**Your assignment:**
You are asked to write out the entries exactly as they are given.

**Referring expression pointing data:**
· · ·

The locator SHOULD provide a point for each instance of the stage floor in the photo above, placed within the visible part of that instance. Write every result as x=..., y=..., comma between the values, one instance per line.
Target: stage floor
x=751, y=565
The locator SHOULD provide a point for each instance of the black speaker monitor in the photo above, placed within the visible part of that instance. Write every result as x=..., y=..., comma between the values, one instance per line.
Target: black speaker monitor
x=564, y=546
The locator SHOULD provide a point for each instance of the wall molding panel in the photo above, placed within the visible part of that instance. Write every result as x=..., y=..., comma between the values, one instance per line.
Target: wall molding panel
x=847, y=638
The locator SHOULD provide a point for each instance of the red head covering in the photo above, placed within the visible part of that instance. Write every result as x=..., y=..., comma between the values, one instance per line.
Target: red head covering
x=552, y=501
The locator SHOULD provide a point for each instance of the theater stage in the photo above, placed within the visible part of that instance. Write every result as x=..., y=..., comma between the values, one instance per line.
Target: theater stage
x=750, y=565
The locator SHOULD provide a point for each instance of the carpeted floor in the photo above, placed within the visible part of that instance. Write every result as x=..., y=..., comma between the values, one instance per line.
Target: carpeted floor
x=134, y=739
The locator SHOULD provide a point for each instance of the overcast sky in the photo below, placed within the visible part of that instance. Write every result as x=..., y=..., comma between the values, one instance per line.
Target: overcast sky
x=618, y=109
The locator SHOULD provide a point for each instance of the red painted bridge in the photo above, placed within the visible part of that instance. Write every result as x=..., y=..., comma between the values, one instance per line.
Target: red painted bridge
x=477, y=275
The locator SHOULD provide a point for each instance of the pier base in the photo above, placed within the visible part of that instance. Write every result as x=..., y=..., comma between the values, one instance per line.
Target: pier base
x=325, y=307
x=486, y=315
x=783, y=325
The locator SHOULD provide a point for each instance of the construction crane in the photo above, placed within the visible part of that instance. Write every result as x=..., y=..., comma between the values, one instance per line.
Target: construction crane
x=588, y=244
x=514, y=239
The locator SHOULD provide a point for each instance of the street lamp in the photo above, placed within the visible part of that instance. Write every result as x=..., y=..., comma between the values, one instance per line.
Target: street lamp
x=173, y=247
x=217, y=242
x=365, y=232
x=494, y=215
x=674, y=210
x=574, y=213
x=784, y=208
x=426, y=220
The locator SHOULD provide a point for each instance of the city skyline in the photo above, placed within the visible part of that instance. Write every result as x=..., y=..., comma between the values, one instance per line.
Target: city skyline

· · ·

**Response:**
The locator SHOULD provide a point for each instance of the stage floor in the photo above, placed within the visible part of that instance. Write every result as x=..., y=..., comma between the values, one instance per line.
Target: stage floor
x=751, y=565
The locator SHOULD provide a point for each instance of the black speaker monitor in the photo above, placed within the visible part of that instance. Write every result as x=..., y=..., comma between the values, one instance per line.
Target: black speaker monitor
x=564, y=546
The locator SHOULD provide a point for each instance of the wall molding panel in the photo above, placed within the visible part of that instance. Write every result as x=..., y=..., comma between the values, one instance per line.
Target: wall molding panel
x=847, y=638
The locator SHOULD provide a point for each instance of the red head covering in the photo above, placed within the visible part of that instance. Write every result as x=..., y=..., comma between the values, one instance per line.
Target: red head covering
x=552, y=501
The locator SHOULD provide a point for each instance of the theater stage in the photo above, placed within the visible part of that instance. Write every result as x=..., y=..., comma between the values, one instance per line.
Target: theater stage
x=750, y=565
The locator SHOULD provide a point for each instance of the carpeted floor in the photo above, placed within the visible part of that instance. Write every result as x=..., y=..., comma between the values, one instance per line.
Target: carpeted floor
x=134, y=739
The locator SHOULD provide a point for each instance of the overcast sky in the photo below, placed within the visible part of that instance. Write every result as x=..., y=..., comma between the values, one instance per line.
Target: overcast sky
x=618, y=109
The locator SHOULD provide a point for each instance of the red painted bridge in the photo above, placed within the visible part of that instance. Write every result as x=..., y=..., comma between the values, one instance per line.
Target: red painted bridge
x=477, y=275
The locator SHOULD provide a point for each instance of the pier base in the photo above, placed within the visible part of that instance. Write every result as x=..., y=..., comma between the values, one instance per line.
Target: pier base
x=325, y=307
x=486, y=315
x=783, y=325
The locator SHOULD provide a point for each instance of the construction crane in the photo above, placed within the visible part of that instance. Write every result as x=..., y=..., comma between the values, one instance per line.
Target: construction crane
x=588, y=244
x=514, y=239
The locator SHOULD provide a point for each instance of the street lamp in the photo above, placed within the visible part of that instance. Write every result as x=..., y=..., comma between the values, one instance per line.
Target: street lamp
x=173, y=247
x=217, y=242
x=365, y=232
x=494, y=215
x=674, y=210
x=574, y=213
x=784, y=208
x=426, y=220
The locator SHOULD provide a point for each instance of the city skyline in the photo above, placed within the visible part of that instance. Write every result as x=..., y=..., comma between the values, one instance per line.
Target: city skyline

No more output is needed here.